▸ Entries from a set of point annotations:

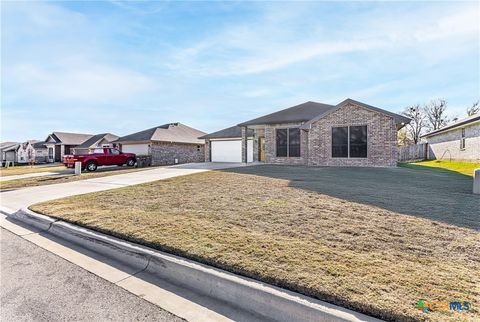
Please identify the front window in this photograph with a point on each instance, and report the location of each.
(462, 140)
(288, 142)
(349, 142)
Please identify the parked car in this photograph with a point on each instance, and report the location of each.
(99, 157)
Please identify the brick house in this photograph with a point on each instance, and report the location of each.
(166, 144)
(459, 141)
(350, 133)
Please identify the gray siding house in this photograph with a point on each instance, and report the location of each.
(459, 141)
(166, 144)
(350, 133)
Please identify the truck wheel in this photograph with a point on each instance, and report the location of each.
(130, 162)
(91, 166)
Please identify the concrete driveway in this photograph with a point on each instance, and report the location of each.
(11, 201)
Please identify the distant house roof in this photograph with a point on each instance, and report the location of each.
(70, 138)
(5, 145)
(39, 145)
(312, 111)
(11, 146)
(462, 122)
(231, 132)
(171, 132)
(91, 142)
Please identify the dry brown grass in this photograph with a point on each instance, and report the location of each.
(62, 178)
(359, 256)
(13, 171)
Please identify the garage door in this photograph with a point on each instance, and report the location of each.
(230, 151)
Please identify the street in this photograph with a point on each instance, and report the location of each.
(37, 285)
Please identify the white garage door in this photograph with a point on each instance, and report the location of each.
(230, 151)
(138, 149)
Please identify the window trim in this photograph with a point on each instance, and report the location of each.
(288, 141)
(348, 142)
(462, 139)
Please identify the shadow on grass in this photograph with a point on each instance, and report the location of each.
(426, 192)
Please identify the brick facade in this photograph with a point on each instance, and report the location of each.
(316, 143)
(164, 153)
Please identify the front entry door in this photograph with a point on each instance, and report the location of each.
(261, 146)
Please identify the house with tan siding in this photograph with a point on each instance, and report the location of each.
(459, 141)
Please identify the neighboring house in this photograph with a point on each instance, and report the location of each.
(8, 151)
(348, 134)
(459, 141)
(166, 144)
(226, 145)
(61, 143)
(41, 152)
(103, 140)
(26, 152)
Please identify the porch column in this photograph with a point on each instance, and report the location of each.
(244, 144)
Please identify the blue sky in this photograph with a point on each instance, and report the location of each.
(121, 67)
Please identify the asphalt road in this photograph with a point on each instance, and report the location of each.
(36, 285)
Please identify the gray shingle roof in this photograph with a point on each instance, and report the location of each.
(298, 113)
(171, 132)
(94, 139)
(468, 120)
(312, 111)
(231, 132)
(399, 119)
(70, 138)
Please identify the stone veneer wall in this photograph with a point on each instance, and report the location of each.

--

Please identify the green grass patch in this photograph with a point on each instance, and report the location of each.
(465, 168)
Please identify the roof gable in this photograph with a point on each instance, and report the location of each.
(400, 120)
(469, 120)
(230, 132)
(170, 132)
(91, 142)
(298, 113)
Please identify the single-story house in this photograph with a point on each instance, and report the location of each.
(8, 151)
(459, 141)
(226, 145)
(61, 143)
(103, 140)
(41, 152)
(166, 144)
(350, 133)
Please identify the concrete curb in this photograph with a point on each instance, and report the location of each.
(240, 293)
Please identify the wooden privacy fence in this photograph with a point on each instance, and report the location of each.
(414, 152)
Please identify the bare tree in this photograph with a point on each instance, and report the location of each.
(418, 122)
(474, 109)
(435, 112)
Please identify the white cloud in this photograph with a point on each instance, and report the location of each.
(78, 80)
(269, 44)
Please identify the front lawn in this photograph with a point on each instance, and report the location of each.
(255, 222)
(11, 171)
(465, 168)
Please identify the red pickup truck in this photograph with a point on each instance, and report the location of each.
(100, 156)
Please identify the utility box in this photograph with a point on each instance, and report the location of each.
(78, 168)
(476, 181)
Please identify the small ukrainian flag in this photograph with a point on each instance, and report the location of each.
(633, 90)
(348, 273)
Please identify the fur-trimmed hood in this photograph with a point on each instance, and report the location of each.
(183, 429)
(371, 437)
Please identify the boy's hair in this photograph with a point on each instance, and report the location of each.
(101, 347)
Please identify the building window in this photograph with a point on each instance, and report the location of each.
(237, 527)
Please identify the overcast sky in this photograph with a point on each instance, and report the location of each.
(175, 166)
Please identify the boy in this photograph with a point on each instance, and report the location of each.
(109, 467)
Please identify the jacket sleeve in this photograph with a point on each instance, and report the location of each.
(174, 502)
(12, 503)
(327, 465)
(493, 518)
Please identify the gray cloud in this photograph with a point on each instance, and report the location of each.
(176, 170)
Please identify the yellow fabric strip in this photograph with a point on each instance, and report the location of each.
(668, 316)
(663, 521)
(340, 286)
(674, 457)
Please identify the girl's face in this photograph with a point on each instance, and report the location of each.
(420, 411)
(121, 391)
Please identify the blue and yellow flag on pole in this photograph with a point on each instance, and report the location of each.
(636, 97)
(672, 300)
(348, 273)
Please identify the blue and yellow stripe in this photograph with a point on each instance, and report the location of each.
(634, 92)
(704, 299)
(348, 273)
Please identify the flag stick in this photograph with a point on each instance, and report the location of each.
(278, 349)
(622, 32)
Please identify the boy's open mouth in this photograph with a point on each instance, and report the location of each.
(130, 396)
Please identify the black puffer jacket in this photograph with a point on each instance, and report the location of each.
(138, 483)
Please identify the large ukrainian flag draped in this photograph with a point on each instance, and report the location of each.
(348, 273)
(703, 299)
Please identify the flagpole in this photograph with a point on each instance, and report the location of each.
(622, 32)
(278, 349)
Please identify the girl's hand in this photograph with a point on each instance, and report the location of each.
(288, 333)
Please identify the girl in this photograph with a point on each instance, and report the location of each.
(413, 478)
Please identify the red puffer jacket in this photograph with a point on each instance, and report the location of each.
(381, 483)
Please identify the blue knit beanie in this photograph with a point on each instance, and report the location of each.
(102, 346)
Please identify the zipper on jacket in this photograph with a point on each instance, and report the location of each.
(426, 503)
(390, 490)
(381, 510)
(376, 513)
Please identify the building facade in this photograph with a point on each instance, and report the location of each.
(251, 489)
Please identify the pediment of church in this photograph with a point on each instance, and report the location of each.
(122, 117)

▸ Given request: Reproduce the records word for word, from the line with "Please identify the neighboring" up to and including the line with "Please identify the stone".

▸ Response to this task:
Please identify the neighboring house in this photograph with a point on each instance, and report the location of each.
(8, 151)
(348, 134)
(459, 141)
(166, 144)
(226, 145)
(61, 143)
(41, 152)
(103, 140)
(26, 152)
Please identify the porch column in this photograph with a point on each instance, and report the location of each.
(244, 144)
Please identify the blue sky in this photograph with a point on each instance, and report the location of each.
(121, 67)
Please identify the asphalt road in this photograph with a point on each instance, and report the location of each.
(36, 285)
Please identify the gray shingle roof in this photograph with a point on each instance, and report the location of each.
(298, 113)
(171, 132)
(94, 139)
(468, 120)
(312, 111)
(231, 132)
(399, 119)
(70, 138)
Please identify the stone veneer wall in this photograph with a point on each instance, and report the location of each.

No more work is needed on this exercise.